The exercise asks for every line of the data to be reproduced exactly.

+===+

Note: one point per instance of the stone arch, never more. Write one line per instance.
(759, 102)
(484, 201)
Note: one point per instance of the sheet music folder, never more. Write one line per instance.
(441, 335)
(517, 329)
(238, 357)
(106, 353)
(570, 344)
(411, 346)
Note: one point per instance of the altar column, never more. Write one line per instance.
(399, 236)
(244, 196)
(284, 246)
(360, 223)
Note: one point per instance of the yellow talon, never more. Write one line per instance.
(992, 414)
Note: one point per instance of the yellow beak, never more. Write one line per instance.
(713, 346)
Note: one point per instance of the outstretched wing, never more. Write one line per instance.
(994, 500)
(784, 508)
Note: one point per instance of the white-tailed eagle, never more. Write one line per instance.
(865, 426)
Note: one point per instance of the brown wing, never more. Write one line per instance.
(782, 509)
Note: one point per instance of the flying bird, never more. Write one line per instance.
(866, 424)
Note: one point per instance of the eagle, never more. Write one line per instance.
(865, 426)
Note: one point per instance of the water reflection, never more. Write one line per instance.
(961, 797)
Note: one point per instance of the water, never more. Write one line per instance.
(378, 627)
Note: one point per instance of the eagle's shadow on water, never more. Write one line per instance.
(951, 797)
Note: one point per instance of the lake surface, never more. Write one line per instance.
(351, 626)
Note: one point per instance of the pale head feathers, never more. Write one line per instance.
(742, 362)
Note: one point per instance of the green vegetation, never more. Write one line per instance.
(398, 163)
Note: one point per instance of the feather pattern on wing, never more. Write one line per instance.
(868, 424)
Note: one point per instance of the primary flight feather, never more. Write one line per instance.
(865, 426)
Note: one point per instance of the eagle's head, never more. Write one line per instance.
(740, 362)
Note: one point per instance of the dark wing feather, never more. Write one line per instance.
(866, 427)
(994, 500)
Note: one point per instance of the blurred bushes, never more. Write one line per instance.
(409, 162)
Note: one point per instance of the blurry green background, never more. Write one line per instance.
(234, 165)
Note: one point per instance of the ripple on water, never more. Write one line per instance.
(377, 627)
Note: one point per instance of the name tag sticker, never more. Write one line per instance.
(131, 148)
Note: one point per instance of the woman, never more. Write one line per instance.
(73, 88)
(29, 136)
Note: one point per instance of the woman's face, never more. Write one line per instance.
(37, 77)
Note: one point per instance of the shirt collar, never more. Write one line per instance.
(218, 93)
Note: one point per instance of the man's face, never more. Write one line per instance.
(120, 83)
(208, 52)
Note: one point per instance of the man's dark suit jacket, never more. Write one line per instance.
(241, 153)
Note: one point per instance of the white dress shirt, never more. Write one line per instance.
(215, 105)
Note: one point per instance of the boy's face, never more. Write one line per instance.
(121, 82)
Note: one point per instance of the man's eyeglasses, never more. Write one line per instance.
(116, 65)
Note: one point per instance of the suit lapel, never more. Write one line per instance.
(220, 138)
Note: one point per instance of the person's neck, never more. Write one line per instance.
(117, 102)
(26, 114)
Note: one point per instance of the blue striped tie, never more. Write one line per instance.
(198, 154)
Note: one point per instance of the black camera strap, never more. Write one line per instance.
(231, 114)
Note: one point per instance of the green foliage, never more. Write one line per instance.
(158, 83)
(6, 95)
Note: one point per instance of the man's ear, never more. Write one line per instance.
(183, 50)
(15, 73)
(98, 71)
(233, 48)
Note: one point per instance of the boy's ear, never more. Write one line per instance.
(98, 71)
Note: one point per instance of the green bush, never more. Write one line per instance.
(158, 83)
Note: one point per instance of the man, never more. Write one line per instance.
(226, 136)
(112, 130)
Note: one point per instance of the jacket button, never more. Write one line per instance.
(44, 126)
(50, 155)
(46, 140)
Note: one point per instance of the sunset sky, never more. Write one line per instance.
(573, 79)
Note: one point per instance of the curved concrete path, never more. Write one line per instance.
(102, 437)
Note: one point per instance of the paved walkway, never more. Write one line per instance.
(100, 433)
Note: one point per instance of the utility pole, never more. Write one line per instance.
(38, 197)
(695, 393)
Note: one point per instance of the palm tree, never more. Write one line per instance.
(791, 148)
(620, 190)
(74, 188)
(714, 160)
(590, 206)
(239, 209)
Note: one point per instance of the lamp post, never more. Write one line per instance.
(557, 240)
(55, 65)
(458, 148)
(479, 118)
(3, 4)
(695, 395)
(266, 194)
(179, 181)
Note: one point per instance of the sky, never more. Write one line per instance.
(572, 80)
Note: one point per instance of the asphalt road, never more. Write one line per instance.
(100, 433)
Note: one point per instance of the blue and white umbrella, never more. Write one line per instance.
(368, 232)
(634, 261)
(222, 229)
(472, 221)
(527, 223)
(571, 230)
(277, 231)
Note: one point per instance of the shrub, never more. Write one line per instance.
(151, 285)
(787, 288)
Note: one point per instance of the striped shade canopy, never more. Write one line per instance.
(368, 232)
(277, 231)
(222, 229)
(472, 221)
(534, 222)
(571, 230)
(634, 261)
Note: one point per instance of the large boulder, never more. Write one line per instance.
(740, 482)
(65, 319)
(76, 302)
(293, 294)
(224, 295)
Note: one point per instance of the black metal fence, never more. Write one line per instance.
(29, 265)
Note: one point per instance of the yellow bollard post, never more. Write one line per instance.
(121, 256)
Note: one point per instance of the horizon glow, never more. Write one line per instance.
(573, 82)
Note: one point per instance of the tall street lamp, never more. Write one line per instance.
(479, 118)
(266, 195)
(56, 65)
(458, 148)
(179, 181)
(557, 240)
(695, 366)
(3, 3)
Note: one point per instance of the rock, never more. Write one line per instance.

+===+

Result of this exercise:
Note: one point per instance of the stone arch, never more. Write one line per instance.
(759, 102)
(484, 201)
Note: one point per instance of the sheet music folder, never more. Write one line per instance.
(441, 335)
(517, 329)
(238, 357)
(106, 353)
(570, 344)
(411, 346)
Note: one point per instance of the altar column, never more. Write one line per instance.
(399, 236)
(244, 196)
(284, 246)
(360, 223)
Note: one point per instance of the yellow talon, never more. Write one line per instance.
(992, 414)
Note: one point per instance of the yellow beak, never more. Write one line per instance.
(713, 346)
Note: one point per instance of the outstretched wing, never more. Write one line per instance.
(994, 500)
(784, 508)
Note: one point per instance of the white-tailed eagle, never more. Write one line per instance.
(865, 426)
Note: one point per instance of the brown wing, never more. Write one line per instance.
(782, 509)
Note: one point per instance of the flying bird, never more. Write one line per instance.
(866, 424)
Note: one point per instance of the eagle, never more. Write one line per instance.
(865, 426)
Note: one point per instance of the water reflection, never more. Write one line per instance.
(961, 797)
Note: one point per instance of the water, never more. Write one line per instance.
(378, 627)
Note: one point per instance of the eagle's shadow on water, never more. Write one line per instance.
(951, 797)
Note: one point per instance of the lake surface, never more. Write one line per instance.
(351, 626)
Note: one point per instance of the pale head feathers, never more. Write one line per instance.
(742, 362)
Note: one point per instance of the green vegetation, never more. Write one line per instance.
(398, 163)
Note: one point per instance of the feather pattern on wing, never more. Write one line per instance.
(868, 424)
Note: one point per instance of the primary flight feather, never more. Write one line per instance.
(865, 426)
Note: one point per instance of the eagle's head, never more. Write one line per instance.
(740, 362)
Note: one point per instance of the dark wing feather, never more. Write one line per instance.
(866, 427)
(994, 500)
Note: one point per instance of the blurred bushes, never more. Write one line per instance.
(409, 162)
Note: one point per instance of the blurry green background, never more. Write one line per instance.
(234, 165)
Note: one point per instance of the ripple on water, never more. Write one line per instance.
(377, 627)
Note: one point per instance of the name tag sticker, never more. Write one line per instance.
(131, 148)
Note: one point per instance of the woman, never more. Write one line per instance.
(73, 88)
(29, 136)
Note: one point per instance of the woman's face, never more. Write one line per instance.
(37, 77)
Note: one point per instance of the shirt collar, never more. Write one line per instance.
(218, 93)
Note: one point per instance of the man's face, never more. Write one line per instance.
(120, 83)
(208, 52)
Note: one point per instance of the man's dark suit jacket, never more. Write one line per instance.
(241, 153)
Note: one point per instance of the white dress shirt, never more. Write one line per instance.
(215, 105)
Note: one point per instance of the boy's face, never more. Write one line per instance.
(121, 82)
Note: one point per instance of the man's eyeglasses, never more. Write one line per instance.
(116, 65)
Note: one point per instance of the suit lapel, never more. Write one line per instance.
(220, 138)
Note: one point per instance of the person's neck, never more. Write one line per instance.
(117, 102)
(26, 114)
Note: one point per instance of the blue striped tie, never more. Write one line per instance.
(198, 154)
Note: one point per instance of the black camera strap, never more. Write one line per instance.
(231, 114)
Note: one point per instance of the green foliage, never more. Write one line per instance.
(158, 83)
(6, 95)
Note: one point per instance of the man's ear, never more. Write one line per instance.
(183, 50)
(15, 73)
(98, 71)
(233, 48)
Note: one point per instance of the boy's ear, never more. Write one line per instance.
(98, 71)
Note: one point per instance of the green bush, never more. Write one line per instance.
(158, 83)
Note: one point per instance of the man, never more. Write one line per instance.
(226, 136)
(112, 130)
Note: one point per instance of the jacket button, never more. Write one line per instance.
(44, 126)
(50, 155)
(46, 140)
Note: one point per instance of the sunset sky, never more. Write one line per instance.
(573, 79)
Note: one point per instance of the curved concrete path, never more. Write one line per instance.
(102, 437)
Note: one point per instance of the paved walkway, never more. Write one line per instance.
(100, 433)
Note: one point per instance of the utility pole, never more. Write one line per instance.
(38, 197)
(695, 393)
Note: one point per instance of the palm tree, never more. Write one line per instance.
(791, 148)
(620, 190)
(74, 188)
(714, 160)
(590, 206)
(239, 209)
Note: one point per instance of the lamp post, never more. Write one line per instance.
(557, 240)
(55, 65)
(458, 148)
(479, 118)
(3, 4)
(695, 395)
(266, 194)
(179, 181)
Note: one point per instance of the sky, never more. Write one line per instance.
(572, 80)
Note: one point per instance of the asphalt road, never more. Write one line per instance.
(100, 433)
Note: one point per instance of the blue and white umbrella, never more. Write one line per instance.
(368, 232)
(634, 261)
(222, 229)
(472, 221)
(527, 223)
(571, 230)
(277, 231)
Note: one point per instance of the shrub, never more. Write one line per instance.
(151, 285)
(787, 288)
Note: one point per instance of the striped shade canopy, never more. Write one line per instance.
(368, 232)
(277, 231)
(222, 229)
(472, 221)
(534, 222)
(571, 230)
(634, 261)
Note: one point per instance of the large boulder, never more. Write one line per instance.
(740, 482)
(65, 319)
(76, 302)
(293, 294)
(224, 295)
Note: one point per instance of the black metal fence, never more. Write one line per instance.
(29, 265)
Note: one point per instance of the yellow bollard post, never more. Write one line per instance.
(121, 256)
Note: one point per instance of the horizon glow, never more. Write one line per instance.
(573, 82)
Note: one point per instance of the tall street lamp, never more. Write one line per instance.
(479, 118)
(266, 195)
(56, 65)
(458, 148)
(179, 181)
(557, 240)
(695, 366)
(3, 3)
Note: one point per instance of the rock, never more. Write one line per instance.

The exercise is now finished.